(Text for analysis)
This holiday finds me a bit retrospective. The meaning of the day often gets lost in the picnics, pool-parties, barbecues, boat outings, and family gatherings that go hand-in-hand with a three-day weekend. I always take some time to reflect, remember, and honor those who have made it possible for me to live in this wonderful country with the freedoms that I have.
My grandfather on the mother’s side served proudly in the Pacific during World War II. He was a long-time Merchant Marine who found himself in San Francisco the day Pearl Harbor was bombed. Upon hearing the news, he went straight to the Navy recruiting office and signed up. He left his wife and newborn son behind to serve and protect our country and our way of life. I remember him telling me he was angry that we had been attacked, and he felt he needed to do his part.
He was awarded a Purple Heart and bore the scar on his stomach where he was shot. He would show us grandkids his scar now and then. It looked like a second belly button, and we grandkids thought it funny that he had a second belly button. It wasn’t until I was much older that I realized the seriousness of his war wound. He also lost a good part of his hearing, the result of being too close to an explosion, and I never knew him without hearing aids. He served his country with pride. When he passed in the mid-80’s, we honored him with an honor guard and a tombstone which reflects his service in the Navy and his rank. He was especially proud that he was not an officer. He always saw himself as an every-man, and he would say that most of the officers we jerks (although he did once confess that he had a few friends who were officers, with a twinkle in his eye.)
My other grandfather was one of four or five boys (my memory is foggy on this one,) who drew straws to see who would go to war. They were afraid that no one would be there to care for their mother or families if they all were to die in the war. He drew the short straw and stayed behind to take care of his mother and his brother’s families. He was proud to serve in that way.
One of my grandfathers had a brother who died in the war. I can’t remember which one, and I don’t really have anyone to ask. I think it was the mother’s father, but I can’t be certain.

(Task list)
• 1. Answer these questions from the text about the grandfathers:
(a) In what city was the mother's-side grandfather on the day Pearl Harbor was bombed?
(b) What did the grandkids think his scar looked like?
(c) How was it decided that the other grandfather would stay home from the war?
• 2. Retype the part of the text about the grandfathers that opens with the words containing "This holiday finds" and closes with "do his part.".
• 3. Write what comes next in the text about the grandfathers, picking up after its final sentence.
The items that follow have nothing to do with the text about the grandfathers.

(Recorded information)
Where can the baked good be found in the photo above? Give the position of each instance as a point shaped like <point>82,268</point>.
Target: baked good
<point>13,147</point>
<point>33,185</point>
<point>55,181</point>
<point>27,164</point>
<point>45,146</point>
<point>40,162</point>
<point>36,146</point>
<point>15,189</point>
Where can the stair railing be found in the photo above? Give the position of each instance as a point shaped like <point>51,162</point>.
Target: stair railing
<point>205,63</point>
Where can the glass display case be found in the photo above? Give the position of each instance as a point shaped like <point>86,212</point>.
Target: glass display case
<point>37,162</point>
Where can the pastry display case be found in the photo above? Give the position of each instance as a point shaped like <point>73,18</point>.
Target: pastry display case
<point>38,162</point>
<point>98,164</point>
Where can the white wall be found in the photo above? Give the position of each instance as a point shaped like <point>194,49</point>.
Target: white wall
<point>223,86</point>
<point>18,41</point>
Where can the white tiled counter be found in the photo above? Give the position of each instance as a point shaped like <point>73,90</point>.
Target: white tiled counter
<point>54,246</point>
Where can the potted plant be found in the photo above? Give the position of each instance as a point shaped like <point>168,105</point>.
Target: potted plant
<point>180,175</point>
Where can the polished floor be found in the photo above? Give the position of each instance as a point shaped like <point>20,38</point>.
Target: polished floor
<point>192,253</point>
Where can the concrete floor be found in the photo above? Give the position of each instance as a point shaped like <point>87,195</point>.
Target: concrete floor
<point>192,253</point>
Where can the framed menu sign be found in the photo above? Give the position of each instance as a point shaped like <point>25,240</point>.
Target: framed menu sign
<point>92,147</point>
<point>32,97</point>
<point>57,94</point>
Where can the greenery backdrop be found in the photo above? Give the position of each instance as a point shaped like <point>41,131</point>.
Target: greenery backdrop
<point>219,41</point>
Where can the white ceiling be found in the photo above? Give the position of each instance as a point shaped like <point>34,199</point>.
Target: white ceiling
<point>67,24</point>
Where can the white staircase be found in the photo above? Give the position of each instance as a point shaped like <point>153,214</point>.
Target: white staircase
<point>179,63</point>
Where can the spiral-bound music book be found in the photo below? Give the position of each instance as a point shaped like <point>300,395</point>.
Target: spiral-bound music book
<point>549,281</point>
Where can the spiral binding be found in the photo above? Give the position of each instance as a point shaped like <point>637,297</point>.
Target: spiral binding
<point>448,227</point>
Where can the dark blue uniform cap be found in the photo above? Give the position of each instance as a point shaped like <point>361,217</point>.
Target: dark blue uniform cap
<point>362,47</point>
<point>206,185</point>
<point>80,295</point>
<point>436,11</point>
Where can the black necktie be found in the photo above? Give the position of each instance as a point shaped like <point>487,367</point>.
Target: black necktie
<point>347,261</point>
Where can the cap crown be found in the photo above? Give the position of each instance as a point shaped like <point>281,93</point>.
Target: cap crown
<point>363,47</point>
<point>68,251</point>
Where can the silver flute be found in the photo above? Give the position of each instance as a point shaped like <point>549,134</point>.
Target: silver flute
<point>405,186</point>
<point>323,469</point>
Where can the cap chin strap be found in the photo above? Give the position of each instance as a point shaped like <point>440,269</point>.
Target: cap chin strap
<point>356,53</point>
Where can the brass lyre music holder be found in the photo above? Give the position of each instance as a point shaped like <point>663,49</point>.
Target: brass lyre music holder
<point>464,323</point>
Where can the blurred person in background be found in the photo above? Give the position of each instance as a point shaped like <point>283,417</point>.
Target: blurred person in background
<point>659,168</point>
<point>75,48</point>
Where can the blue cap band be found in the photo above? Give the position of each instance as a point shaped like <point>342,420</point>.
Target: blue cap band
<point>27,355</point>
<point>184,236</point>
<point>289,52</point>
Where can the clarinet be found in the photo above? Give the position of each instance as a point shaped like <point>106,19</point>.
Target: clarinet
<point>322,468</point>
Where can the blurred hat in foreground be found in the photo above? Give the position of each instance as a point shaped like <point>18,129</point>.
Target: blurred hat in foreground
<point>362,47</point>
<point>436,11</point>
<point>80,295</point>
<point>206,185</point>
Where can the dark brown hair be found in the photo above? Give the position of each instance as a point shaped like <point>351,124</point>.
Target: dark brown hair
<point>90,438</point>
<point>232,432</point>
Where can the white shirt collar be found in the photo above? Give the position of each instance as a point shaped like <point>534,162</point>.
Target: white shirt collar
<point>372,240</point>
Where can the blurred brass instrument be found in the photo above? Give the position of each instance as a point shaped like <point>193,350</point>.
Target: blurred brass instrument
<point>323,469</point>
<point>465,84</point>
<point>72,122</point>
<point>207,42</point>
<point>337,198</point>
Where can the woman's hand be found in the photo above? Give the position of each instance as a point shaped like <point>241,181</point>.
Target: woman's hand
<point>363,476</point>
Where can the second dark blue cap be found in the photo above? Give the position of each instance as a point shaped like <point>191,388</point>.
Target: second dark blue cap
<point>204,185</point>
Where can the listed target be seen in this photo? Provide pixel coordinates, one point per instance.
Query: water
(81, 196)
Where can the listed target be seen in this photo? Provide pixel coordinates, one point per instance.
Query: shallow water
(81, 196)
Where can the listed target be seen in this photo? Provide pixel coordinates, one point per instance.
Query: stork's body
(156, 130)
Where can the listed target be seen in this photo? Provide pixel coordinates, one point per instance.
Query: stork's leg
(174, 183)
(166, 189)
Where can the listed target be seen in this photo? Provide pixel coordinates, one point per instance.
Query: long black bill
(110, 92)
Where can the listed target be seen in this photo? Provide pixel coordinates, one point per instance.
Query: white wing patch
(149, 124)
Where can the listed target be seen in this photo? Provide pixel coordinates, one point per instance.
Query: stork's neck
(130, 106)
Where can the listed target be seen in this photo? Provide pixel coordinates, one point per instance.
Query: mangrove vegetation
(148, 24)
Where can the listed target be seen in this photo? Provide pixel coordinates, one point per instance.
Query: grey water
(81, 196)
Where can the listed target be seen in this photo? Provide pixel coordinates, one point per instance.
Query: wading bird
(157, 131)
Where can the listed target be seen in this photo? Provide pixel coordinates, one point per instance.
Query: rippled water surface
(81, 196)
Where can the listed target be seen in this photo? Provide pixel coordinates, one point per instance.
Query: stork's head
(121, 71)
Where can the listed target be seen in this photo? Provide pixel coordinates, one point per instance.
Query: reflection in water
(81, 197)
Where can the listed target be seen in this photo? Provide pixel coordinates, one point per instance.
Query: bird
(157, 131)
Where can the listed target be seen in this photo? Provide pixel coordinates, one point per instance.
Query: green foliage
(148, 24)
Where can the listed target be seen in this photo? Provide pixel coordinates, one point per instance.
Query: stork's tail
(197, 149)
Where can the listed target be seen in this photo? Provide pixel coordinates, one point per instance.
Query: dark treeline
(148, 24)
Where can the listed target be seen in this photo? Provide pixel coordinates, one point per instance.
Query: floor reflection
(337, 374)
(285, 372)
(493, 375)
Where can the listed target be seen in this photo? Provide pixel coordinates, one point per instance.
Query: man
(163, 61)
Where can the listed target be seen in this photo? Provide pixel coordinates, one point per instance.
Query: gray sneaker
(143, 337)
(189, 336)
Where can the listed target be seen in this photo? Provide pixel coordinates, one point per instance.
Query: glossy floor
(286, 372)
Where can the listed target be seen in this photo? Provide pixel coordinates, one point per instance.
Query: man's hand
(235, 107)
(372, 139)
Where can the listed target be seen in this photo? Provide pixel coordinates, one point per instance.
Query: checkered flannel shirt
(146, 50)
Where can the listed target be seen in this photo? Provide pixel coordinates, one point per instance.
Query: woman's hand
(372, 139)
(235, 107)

(Task-by-task outputs)
• 1.
(a) San Francisco
(b) A second belly button
(c) He drew the short straw.

• 2.
This holiday finds me a bit retrospective. The meaning of the day often gets lost in the picnics, pool-parties, barbecues, boat outings, and family gatherings that go hand-in-hand with a three-day weekend. I always take some time to reflect, remember, and honor those who have made it possible for me to live in this wonderful country with the freedoms that I have.
My grandfather on the mother’s side served proudly in the Pacific during World War II. He was a long-time Merchant Marine who found himself in San Francisco the day Pearl Harbor was bombed. Upon hearing the news, he went straight to the Navy recruiting office and signed up. He left his wife and newborn son behind to serve and protect our country and our way of life. I remember him telling me he was angry that we had been attacked, and he felt he needed to do his part.

• 3.
Ironically, both of my grandfathers were raised without fathers. They both had a fierce sense of honor and family.
The father who raised me served in the Army during the brief period of “peace” between the end of the Korean War and the beginning of the Vietnam War. He eventually landed on Guam, where if I recall correctly, he was the company clerk. “Kind of like Radar,” I was told when the TV show MASH was popular. We hear they had a really good time on Guam. I never heard him speak much about that time. When his four years were up, he returned to the states, got a job, married, etc.
I learned two years back that my biological father was in the Air Force. He was a medic. I don’t have a lot of details, and I’m not sure if he served during wartime. I think he spent most of his time in Alaska. My aunt his sister, sent me his Air Force photo for Christmas two years ago. It’s a wonderful photo of a young, handsome man who I never knew. The only photo I’ve ever seen of him.
I have friends and acquaintances who have served our country over the years, both in war time and peace. I recall hearing that a number of boys I grew up with served during Desert Storm. Timing is everything, and we were the right age for them to go. I recall at the time the mother telling me, “Every generation has been in a war.”
To all the men and women who have served our country, to all who have given the ultimate sacrifice, a simple thank you does not suffice. I am humbled and forever thankful for your service to ensure our freedom.